STATED EXERCISE |
Starting at the line that contains "Could you point at the headband" and continuing through the end of the material, rewrite those lines as a numbered list, leaving out any blank lines.

GIVEN RECORDS |
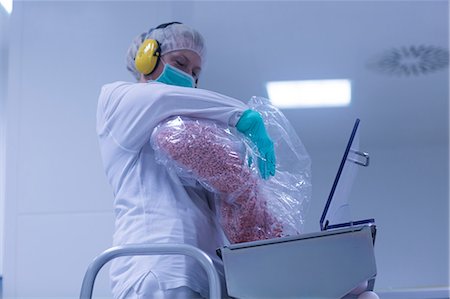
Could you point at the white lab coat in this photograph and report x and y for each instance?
(151, 204)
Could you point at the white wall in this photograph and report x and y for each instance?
(4, 18)
(59, 206)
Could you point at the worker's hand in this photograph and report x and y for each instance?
(251, 125)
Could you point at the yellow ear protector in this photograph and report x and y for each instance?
(149, 53)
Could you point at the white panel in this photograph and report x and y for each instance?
(406, 191)
(55, 251)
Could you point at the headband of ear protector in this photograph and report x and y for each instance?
(149, 52)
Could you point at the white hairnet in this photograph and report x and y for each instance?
(171, 38)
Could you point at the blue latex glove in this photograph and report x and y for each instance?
(251, 125)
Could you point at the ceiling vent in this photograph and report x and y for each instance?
(411, 61)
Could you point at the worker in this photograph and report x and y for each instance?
(151, 203)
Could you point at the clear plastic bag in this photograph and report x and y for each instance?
(220, 159)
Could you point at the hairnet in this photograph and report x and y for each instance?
(171, 38)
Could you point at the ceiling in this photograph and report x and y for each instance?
(252, 42)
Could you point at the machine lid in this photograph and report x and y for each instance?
(337, 209)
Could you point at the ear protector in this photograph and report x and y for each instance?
(149, 53)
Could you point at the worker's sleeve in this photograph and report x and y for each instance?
(131, 111)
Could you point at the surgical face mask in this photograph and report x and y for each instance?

CORRECT OUTPUT |
1. Could you point at the headband of ear protector in this photograph and report x and y for each instance?
2. (149, 52)
3. Could you point at the white hairnet in this photograph and report x and y for each instance?
4. (171, 38)
5. Could you point at the blue latex glove in this photograph and report x and y for each instance?
6. (251, 125)
7. Could you point at the ceiling vent in this photograph and report x and y for each instance?
8. (411, 61)
9. Could you point at the worker in this photograph and report x and y for each instance?
10. (151, 203)
11. Could you point at the clear plastic bag in this photograph and report x and y for each instance?
12. (220, 159)
13. Could you point at the hairnet in this photograph and report x and y for each instance?
14. (171, 38)
15. Could you point at the ceiling in this photograph and report x and y for each instance?
16. (252, 42)
17. Could you point at the machine lid in this photograph and report x and y for each instance?
18. (337, 209)
19. Could you point at the ear protector in this photograph and report x and y for each instance?
20. (149, 53)
21. Could you point at the worker's sleeve in this photograph and report x and y for each instance?
22. (131, 111)
23. Could you point at the surgical face mask in this photograph and report x and y for each instance?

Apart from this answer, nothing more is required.